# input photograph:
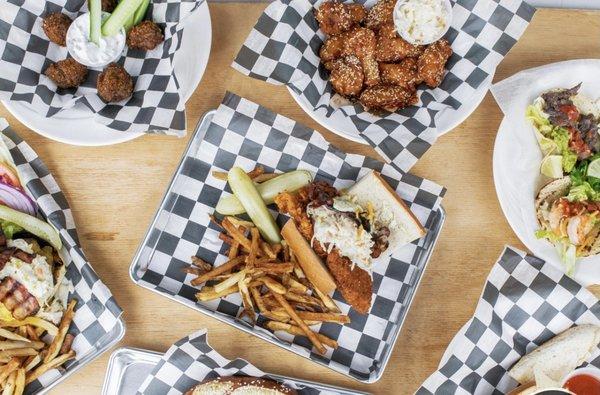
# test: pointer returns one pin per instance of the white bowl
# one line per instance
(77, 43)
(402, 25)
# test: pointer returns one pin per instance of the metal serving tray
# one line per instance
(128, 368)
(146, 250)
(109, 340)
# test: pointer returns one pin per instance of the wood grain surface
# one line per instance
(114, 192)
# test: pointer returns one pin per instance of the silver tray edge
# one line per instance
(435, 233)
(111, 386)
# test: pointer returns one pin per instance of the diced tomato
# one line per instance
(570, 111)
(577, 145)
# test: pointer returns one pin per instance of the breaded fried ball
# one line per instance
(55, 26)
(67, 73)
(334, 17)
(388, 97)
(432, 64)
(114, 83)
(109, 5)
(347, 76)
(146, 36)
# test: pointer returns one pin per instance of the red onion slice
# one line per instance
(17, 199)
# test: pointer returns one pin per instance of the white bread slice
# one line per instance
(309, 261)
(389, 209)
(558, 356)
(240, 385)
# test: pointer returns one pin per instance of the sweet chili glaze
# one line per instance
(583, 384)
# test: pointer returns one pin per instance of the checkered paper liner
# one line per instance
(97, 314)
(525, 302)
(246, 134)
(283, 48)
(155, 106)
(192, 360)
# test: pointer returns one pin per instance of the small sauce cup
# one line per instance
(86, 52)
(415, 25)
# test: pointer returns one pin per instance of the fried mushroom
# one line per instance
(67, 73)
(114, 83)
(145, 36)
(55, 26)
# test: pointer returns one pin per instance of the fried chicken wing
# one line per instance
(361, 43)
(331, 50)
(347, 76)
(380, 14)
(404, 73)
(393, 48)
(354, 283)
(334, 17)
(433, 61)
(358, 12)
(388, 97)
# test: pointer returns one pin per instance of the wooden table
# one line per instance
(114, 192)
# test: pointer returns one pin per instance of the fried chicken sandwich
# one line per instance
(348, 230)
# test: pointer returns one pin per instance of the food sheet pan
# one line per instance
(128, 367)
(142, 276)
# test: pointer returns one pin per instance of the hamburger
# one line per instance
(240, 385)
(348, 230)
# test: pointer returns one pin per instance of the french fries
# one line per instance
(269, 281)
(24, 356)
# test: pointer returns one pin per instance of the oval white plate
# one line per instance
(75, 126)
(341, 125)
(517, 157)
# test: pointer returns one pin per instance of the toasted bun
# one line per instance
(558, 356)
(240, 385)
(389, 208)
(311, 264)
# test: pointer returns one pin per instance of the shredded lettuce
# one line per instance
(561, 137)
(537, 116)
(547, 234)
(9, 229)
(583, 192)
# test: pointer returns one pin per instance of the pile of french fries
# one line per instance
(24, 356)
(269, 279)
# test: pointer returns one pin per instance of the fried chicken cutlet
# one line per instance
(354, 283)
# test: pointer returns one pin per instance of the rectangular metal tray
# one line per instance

=== Directions for this task ===
Would you reproduce each line of the material exactly, omitting the images?

=== Exercise result ===
# input photograph:
# test: pointer returns one pin per instance of the white bowl
# one line per instance
(77, 43)
(402, 25)
# test: pointer returns one pin per instance of the metal serving tray
# one line per instance
(128, 368)
(146, 250)
(109, 340)
# test: pointer returns one pin per instance of the wood grain surface
# one line per instance
(114, 192)
# test: pointer returns one pin per instance of the silver tray edge
# one line per instance
(435, 233)
(111, 386)
# test: pointer returns one pin per instance of the diced tomato
# one line per instance
(570, 111)
(577, 145)
# test: pointer returns one pin per instance of the breaded fried ball
# one line per instance
(55, 26)
(67, 73)
(334, 17)
(388, 97)
(432, 64)
(114, 83)
(109, 5)
(347, 76)
(146, 36)
# test: pointer returns one pin per instance of the red onion slice
# one line per instance
(17, 199)
# test: pointer returns one pin per instance of the white bread slice
# one line per instance
(309, 261)
(389, 209)
(558, 356)
(240, 385)
# test: pointer returns one pin per instance of the sweet chili glaze
# one line per instance
(583, 384)
# test: pointer returns one pin per instance of the checkered paper liner
# one line per instance
(97, 314)
(525, 302)
(246, 134)
(283, 48)
(155, 106)
(192, 360)
# test: pointer returns one pin per instance of the small sauce cup
# one line per instance
(86, 52)
(415, 25)
# test: pointer returns one pin per instance of the fried mushroom
# one line per instance
(67, 73)
(114, 83)
(145, 36)
(55, 26)
# test: pointer returns one pin per instance of the fried chicken wing
# one line per instance
(361, 43)
(331, 50)
(347, 76)
(380, 14)
(404, 73)
(393, 48)
(354, 283)
(334, 17)
(433, 61)
(358, 12)
(388, 97)
# test: pointer returns one pin per instance of the wooden table
# one line per instance
(114, 192)
# test: pointer returns one pin per instance of the fried chicken sandwich
# one line per instance
(348, 230)
# test: pointer returns one pin per instance of the food sheet pan
# one line per instance
(128, 367)
(142, 276)
# test: pointer returns one pin per instance of the hamburger
# one line per instance
(240, 385)
(348, 230)
# test: pointer returns one pin per instance of the french fries
# one line per instance
(269, 281)
(24, 356)
# test: pointer returns one pin per instance of the oval white plate
# one line per instance
(75, 126)
(341, 125)
(517, 157)
# test: pointer returns one pin per instance of the toasted bun
# one line per instance
(558, 356)
(240, 385)
(389, 208)
(311, 264)
# test: pointer returns one pin per instance of the shredded lettuce
# one line per instance
(561, 137)
(537, 116)
(547, 234)
(9, 229)
(583, 192)
# test: pointer returns one pin per instance of the pile of french fries
# one line per instance
(24, 356)
(269, 279)
# test: pointer returns one pin per instance of the fried chicken cutlet
# one line per instance
(354, 283)
# test: pointer returns one pin per instance of the rectangular metal tray
# one line per instance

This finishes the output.